___ Data shown ___

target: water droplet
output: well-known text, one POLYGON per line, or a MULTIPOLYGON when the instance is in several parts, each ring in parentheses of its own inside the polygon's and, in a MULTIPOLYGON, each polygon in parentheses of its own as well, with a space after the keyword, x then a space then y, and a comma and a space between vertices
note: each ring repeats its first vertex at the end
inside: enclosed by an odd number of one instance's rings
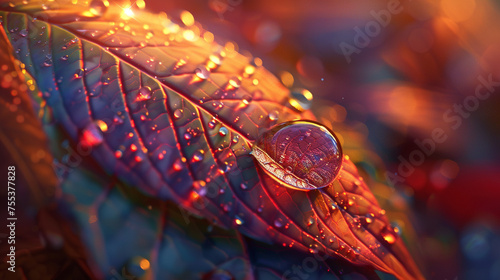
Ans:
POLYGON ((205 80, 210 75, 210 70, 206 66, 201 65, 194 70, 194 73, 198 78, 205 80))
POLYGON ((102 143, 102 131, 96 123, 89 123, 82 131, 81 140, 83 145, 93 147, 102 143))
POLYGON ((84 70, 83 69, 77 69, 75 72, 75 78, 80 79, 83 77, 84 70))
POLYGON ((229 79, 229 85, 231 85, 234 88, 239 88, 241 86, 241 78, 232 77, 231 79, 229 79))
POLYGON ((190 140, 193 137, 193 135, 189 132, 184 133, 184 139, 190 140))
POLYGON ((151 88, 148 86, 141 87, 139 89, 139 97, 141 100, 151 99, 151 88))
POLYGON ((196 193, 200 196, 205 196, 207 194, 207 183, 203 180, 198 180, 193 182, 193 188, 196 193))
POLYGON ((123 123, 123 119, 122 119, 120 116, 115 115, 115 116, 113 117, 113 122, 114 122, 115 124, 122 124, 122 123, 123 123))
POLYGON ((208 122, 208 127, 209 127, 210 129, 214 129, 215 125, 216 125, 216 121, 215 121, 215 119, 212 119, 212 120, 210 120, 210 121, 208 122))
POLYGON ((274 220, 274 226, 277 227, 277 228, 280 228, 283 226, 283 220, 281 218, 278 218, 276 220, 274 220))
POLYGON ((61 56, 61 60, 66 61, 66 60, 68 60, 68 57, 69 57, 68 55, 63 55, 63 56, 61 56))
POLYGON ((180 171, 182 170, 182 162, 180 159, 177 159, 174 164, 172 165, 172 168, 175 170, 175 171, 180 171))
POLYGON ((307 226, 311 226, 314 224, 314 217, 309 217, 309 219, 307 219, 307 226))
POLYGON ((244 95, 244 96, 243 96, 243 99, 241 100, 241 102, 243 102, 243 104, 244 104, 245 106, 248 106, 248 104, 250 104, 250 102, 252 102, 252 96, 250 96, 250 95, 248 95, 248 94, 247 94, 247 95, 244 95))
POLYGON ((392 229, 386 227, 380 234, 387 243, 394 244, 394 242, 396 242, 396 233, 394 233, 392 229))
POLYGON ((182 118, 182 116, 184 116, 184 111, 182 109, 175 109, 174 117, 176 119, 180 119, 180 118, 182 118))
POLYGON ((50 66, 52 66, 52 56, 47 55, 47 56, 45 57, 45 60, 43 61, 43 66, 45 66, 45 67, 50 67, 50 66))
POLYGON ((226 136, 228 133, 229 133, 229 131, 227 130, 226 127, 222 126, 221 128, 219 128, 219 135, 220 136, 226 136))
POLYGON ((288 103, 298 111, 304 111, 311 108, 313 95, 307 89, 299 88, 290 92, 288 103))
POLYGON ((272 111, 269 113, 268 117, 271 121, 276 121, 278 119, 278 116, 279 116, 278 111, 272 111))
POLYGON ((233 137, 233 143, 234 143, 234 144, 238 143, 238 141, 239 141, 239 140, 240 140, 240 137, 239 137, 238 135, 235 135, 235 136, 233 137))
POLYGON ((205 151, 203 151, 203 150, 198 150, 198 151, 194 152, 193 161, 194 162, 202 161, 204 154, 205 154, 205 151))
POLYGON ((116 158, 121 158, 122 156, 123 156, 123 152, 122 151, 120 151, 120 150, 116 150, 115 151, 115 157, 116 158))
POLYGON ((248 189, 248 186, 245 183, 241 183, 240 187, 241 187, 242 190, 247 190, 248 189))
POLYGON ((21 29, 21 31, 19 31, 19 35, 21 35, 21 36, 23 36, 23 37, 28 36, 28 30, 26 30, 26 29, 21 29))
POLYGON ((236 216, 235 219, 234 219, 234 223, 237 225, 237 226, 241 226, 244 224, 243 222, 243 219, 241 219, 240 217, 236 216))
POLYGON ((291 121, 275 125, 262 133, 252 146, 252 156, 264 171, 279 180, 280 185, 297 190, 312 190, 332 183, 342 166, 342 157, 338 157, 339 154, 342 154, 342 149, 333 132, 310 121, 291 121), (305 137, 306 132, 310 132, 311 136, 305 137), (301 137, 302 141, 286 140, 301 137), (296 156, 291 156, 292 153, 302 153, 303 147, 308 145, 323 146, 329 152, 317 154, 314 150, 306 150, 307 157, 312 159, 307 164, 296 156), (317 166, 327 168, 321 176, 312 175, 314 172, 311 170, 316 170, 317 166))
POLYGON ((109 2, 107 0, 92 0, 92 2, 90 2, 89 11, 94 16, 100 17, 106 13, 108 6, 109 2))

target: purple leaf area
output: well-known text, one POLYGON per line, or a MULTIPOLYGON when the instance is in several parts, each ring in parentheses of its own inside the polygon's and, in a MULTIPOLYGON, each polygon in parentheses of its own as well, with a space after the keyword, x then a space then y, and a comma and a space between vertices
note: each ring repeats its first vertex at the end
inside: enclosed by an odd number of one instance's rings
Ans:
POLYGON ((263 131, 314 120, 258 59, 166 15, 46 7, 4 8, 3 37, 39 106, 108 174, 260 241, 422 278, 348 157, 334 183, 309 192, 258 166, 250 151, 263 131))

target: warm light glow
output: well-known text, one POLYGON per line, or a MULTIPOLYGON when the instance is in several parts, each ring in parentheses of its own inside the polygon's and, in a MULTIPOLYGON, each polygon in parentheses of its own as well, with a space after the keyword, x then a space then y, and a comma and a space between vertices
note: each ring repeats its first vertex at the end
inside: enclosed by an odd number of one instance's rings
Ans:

___

▶ _What you need to do_
Bring together all lines from the listing that contain the word "target".

▶ _Written answer_
target: water droplet
target: purple leaf area
target: warm light glow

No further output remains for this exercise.